| Do this |
Report how many lines in the rows below contain the string "kayak", matching case exactly, and give only that number.

| Data for this exercise |
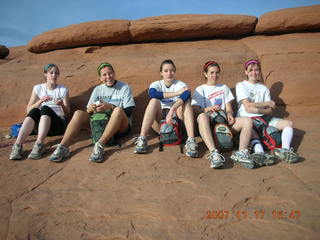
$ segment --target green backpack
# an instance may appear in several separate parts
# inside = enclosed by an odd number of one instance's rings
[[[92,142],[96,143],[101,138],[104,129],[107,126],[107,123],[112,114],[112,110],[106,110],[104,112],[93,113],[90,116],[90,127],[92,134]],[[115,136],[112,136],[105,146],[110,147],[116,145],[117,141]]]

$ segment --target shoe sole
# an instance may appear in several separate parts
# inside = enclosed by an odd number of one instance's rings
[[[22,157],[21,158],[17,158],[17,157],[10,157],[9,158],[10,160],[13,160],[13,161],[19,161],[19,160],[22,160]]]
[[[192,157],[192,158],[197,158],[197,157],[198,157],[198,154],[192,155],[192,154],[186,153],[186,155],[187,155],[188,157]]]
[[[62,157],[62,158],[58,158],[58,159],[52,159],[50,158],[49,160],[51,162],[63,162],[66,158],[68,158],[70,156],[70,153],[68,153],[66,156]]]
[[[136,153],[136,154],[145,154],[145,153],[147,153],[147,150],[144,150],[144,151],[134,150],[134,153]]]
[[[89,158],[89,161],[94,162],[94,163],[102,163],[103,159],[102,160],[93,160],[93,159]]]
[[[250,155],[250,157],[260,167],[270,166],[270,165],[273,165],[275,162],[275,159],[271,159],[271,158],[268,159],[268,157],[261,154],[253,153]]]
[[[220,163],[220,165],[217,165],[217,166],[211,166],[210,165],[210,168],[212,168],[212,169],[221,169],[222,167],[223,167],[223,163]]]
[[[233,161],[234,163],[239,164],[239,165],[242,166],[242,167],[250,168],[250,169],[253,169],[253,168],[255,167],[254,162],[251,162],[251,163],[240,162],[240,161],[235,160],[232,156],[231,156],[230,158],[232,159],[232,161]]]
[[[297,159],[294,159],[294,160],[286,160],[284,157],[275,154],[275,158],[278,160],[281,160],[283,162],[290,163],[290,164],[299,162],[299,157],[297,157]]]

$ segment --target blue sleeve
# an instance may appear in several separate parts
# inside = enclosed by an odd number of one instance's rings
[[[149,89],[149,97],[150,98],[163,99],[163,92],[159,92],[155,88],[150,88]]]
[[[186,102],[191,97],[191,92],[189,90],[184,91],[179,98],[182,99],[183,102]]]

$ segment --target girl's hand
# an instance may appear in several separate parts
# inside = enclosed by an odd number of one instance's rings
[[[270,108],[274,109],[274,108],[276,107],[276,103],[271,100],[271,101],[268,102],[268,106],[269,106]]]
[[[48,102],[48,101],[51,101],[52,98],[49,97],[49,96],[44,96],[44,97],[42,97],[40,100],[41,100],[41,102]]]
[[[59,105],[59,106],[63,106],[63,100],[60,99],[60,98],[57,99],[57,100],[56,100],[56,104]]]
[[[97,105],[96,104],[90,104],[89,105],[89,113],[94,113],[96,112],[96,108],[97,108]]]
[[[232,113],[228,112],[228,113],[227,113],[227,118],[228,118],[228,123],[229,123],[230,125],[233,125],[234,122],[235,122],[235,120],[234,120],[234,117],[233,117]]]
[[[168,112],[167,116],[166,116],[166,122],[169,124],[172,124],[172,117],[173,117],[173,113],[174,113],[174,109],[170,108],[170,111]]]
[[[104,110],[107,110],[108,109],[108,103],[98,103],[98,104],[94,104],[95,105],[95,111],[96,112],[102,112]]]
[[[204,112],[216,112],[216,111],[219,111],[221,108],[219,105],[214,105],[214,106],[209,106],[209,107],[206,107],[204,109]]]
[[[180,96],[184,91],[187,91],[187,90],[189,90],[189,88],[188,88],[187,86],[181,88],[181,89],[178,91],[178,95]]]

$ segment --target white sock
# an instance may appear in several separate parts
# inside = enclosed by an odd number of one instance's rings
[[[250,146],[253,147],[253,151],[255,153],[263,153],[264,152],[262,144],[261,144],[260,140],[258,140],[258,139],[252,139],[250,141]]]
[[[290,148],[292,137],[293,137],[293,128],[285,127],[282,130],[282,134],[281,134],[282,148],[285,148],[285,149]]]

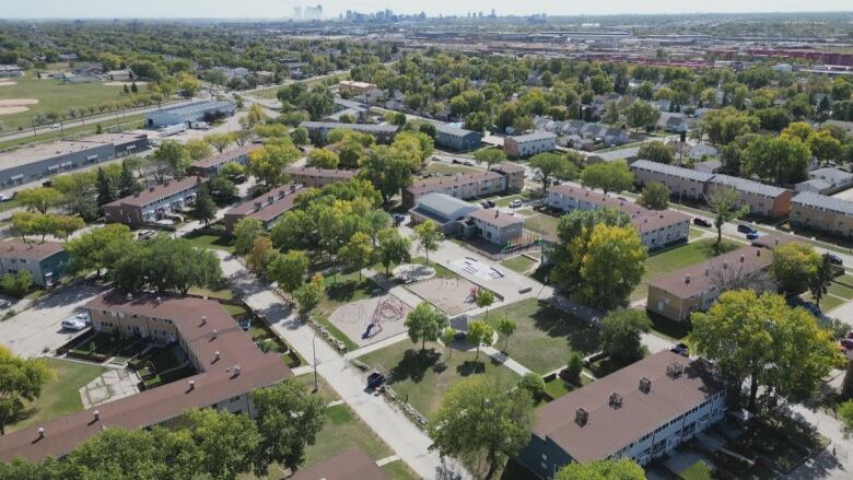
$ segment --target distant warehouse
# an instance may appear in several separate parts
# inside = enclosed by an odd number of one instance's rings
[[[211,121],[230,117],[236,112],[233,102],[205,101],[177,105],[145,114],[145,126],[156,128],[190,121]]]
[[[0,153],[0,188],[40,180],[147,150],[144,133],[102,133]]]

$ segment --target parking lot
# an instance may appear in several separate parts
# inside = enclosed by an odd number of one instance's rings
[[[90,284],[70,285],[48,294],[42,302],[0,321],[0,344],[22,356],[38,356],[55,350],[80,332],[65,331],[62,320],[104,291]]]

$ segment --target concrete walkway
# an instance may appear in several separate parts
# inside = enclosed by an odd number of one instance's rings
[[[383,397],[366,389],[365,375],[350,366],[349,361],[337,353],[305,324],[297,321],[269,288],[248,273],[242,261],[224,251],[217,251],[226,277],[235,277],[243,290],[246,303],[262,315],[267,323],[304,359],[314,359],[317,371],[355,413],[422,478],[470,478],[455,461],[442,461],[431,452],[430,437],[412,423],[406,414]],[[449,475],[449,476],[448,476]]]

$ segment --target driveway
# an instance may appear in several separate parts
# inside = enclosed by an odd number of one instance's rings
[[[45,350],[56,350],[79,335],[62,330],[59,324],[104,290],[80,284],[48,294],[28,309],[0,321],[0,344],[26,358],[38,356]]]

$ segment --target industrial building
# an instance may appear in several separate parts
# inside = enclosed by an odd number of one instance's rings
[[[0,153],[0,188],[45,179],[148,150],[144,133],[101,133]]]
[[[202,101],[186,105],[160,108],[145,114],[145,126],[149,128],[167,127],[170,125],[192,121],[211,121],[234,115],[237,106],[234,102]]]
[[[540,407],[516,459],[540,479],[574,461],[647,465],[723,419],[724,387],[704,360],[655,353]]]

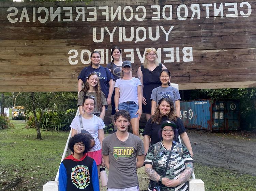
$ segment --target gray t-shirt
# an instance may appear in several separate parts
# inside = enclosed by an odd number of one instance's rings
--
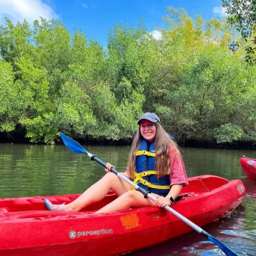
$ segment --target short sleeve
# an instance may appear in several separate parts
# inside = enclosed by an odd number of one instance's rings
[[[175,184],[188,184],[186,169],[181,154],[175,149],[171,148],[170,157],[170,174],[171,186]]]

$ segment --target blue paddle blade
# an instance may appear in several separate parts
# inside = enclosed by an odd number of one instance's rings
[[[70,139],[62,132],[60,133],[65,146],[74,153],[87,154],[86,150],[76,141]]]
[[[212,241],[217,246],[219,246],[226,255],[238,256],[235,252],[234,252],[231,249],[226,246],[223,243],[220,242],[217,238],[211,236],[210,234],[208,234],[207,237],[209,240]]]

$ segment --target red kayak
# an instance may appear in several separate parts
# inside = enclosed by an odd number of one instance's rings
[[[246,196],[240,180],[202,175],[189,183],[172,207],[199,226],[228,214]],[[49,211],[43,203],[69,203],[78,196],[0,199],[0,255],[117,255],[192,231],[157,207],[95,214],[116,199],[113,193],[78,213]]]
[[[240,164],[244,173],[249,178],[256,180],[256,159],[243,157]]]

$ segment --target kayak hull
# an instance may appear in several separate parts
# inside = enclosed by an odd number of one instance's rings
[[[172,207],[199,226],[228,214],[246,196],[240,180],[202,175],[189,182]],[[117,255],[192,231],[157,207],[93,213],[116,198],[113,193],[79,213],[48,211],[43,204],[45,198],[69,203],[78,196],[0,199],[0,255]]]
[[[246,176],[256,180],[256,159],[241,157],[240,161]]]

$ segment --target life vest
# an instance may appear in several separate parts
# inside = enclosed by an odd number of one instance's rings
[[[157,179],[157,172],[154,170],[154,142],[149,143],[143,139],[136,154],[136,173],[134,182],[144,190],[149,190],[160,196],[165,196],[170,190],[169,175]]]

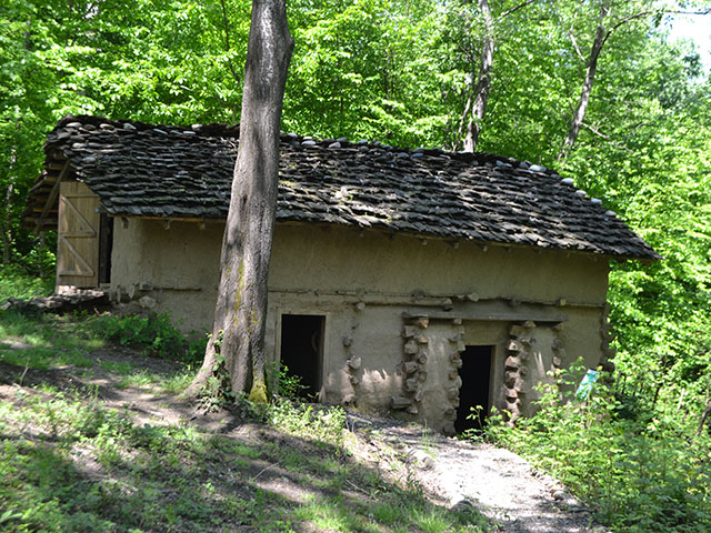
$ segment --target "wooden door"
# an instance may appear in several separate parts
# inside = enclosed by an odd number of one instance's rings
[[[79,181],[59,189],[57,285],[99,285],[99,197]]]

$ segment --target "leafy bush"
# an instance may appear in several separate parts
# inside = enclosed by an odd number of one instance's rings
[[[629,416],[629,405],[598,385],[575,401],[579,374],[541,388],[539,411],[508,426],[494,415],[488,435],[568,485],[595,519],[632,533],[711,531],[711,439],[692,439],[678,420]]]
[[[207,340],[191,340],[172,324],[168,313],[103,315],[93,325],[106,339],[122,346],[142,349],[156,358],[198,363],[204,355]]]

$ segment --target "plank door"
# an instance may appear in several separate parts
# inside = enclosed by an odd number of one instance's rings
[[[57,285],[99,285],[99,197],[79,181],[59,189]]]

| Solution to this exercise |
2